Job:
Could you recast every item below as a Markdown table with the columns "No." and "Entry", giving each line its own numbered row and leaving out blank lines?
--- Begin Material for the task ---
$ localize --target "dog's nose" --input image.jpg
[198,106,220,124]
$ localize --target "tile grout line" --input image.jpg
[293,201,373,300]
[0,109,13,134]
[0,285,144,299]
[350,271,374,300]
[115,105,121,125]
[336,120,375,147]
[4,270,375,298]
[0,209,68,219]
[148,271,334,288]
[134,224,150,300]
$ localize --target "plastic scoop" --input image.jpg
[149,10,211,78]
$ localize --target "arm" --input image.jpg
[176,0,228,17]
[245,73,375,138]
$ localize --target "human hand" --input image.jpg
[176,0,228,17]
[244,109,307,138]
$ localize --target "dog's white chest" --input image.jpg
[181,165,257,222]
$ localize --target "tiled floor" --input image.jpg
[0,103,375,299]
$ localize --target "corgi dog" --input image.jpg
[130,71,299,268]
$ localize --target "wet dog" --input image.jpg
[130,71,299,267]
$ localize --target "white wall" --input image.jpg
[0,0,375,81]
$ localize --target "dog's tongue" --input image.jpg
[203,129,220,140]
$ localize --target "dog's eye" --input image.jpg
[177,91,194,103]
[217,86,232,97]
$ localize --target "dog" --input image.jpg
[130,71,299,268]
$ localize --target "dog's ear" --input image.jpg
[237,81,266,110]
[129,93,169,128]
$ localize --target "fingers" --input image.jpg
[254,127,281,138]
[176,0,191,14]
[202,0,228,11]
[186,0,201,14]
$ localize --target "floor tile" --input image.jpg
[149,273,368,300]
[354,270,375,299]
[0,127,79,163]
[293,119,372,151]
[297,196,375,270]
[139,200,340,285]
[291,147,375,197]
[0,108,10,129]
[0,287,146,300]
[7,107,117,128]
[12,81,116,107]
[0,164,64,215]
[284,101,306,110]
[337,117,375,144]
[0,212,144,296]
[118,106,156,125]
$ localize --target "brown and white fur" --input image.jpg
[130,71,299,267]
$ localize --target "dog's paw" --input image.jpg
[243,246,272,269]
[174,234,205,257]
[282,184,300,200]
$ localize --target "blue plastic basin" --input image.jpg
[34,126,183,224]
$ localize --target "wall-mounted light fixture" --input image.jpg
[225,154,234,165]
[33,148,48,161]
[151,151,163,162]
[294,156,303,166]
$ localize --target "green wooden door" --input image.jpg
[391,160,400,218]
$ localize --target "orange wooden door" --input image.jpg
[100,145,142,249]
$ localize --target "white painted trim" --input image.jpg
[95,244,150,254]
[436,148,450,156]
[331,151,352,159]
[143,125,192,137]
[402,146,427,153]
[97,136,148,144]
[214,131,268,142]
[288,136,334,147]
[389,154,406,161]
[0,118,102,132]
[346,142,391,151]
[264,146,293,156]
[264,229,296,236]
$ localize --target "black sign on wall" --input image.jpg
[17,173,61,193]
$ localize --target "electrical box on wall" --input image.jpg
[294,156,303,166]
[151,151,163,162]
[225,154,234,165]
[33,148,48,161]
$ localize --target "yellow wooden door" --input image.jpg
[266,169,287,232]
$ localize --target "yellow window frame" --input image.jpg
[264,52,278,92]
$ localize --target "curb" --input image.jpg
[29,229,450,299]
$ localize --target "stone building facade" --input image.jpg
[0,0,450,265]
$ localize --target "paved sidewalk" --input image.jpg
--- End Material for the task ---
Task result:
| No. | Entry |
|---|---|
| 1 | $ localize --target "dog's nose" --input image.jpg |
| 2 | [198,106,220,124] |
| 3 | $ localize --target "tile grout line" --input image.jpg |
| 4 | [293,201,373,300] |
| 5 | [0,109,13,134] |
| 6 | [0,285,144,299] |
| 7 | [350,271,374,300] |
| 8 | [115,105,121,125] |
| 9 | [336,120,375,147] |
| 10 | [4,270,375,298] |
| 11 | [0,209,68,219] |
| 12 | [148,271,334,288] |
| 13 | [134,224,150,300] |
| 14 | $ localize --target "plastic scoop" --input image.jpg |
| 15 | [149,10,211,78] |
| 16 | $ localize --target "arm" --input image.jpg |
| 17 | [176,0,228,17] |
| 18 | [245,73,375,138] |
| 19 | $ localize --target "human hand" --input image.jpg |
| 20 | [176,0,228,17] |
| 21 | [244,109,307,138] |
| 22 | $ localize --target "dog's white chest" --input image.jpg |
| 23 | [181,165,257,222] |
| 24 | $ localize --target "tiled floor" --input image.jpg |
| 25 | [0,103,375,299] |
| 26 | $ localize --target "corgi dog" --input image.jpg |
| 27 | [130,71,299,268] |
| 28 | $ localize --target "wet dog" --input image.jpg |
| 29 | [130,71,299,267] |
| 30 | $ localize --target "white wall" --input image.jpg |
| 31 | [0,0,375,81] |
| 32 | $ localize --target "dog's tongue" --input image.jpg |
| 33 | [203,129,220,140] |
| 34 | $ localize --target "dog's eye" --input image.jpg |
| 35 | [177,91,194,103] |
| 36 | [217,86,232,97] |
| 37 | $ localize --target "dog" --input image.jpg |
| 38 | [130,71,299,268] |
| 39 | $ localize --target "dog's ear" --input image.jpg |
| 40 | [237,81,266,110] |
| 41 | [129,93,169,128] |
| 42 | $ localize --target "fingers" --input image.jpg |
| 43 | [254,127,281,138] |
| 44 | [176,0,191,14] |
| 45 | [202,0,228,11] |
| 46 | [186,0,201,14] |
| 47 | $ localize --target "floor tile" --input image.jpg |
| 48 | [149,273,368,300] |
| 49 | [354,270,375,299] |
| 50 | [0,127,79,163] |
| 51 | [293,119,372,151] |
| 52 | [297,196,375,270] |
| 53 | [139,200,340,285] |
| 54 | [291,147,375,197] |
| 55 | [0,108,10,129] |
| 56 | [0,287,146,300] |
| 57 | [7,107,117,128] |
| 58 | [12,81,116,107] |
| 59 | [0,164,64,215] |
| 60 | [284,101,306,110] |
| 61 | [337,117,375,144] |
| 62 | [0,212,144,296] |
| 63 | [118,106,156,125] |
| 64 | $ localize --target "brown and white fur" --input image.jpg |
| 65 | [130,71,299,267] |
| 66 | $ localize --target "dog's paw" --input image.jpg |
| 67 | [243,246,272,269] |
| 68 | [174,234,205,257] |
| 69 | [282,184,300,200] |
| 70 | $ localize --target "blue plastic basin" --input image.jpg |
| 71 | [34,126,183,224] |
| 72 | $ localize --target "wall-mounted light fixture" --input image.jpg |
| 73 | [225,154,234,165] |
| 74 | [33,148,48,161] |
| 75 | [151,151,163,162] |
| 76 | [294,156,303,166] |
| 77 | $ localize --target "green wooden door" --input image.jpg |
| 78 | [391,160,400,218] |
| 79 | $ localize --target "orange wooden door" --input image.jpg |
| 80 | [100,145,142,249] |
| 81 | $ localize --target "white painted trim" --input image.jpg |
| 82 | [95,244,150,254] |
| 83 | [436,148,450,156] |
| 84 | [331,151,352,159] |
| 85 | [143,125,192,137] |
| 86 | [402,146,427,153] |
| 87 | [97,136,148,144] |
| 88 | [214,131,268,142] |
| 89 | [288,136,334,147] |
| 90 | [389,154,406,161] |
| 91 | [0,118,102,132] |
| 92 | [346,142,391,151] |
| 93 | [264,146,293,156] |
| 94 | [264,229,296,236] |
| 95 | $ localize --target "black sign on wall" --input image.jpg |
| 96 | [17,173,61,193] |
| 97 | $ localize --target "electrical box on wall" --input image.jpg |
| 98 | [294,156,303,166] |
| 99 | [151,151,163,162] |
| 100 | [225,154,234,165] |
| 101 | [33,148,48,161] |
| 102 | $ localize --target "yellow wooden door" --input image.jpg |
| 103 | [266,169,287,232] |
| 104 | $ localize --target "yellow window frame" --input image.jpg |
| 105 | [264,52,278,92] |
| 106 | $ localize --target "curb" --input image.jpg |
| 107 | [29,229,450,299] |
| 108 | $ localize --target "stone building facade" --input image.jpg |
| 109 | [0,0,450,265] |
| 110 | $ localize --target "paved sidewalk" --input image.jpg |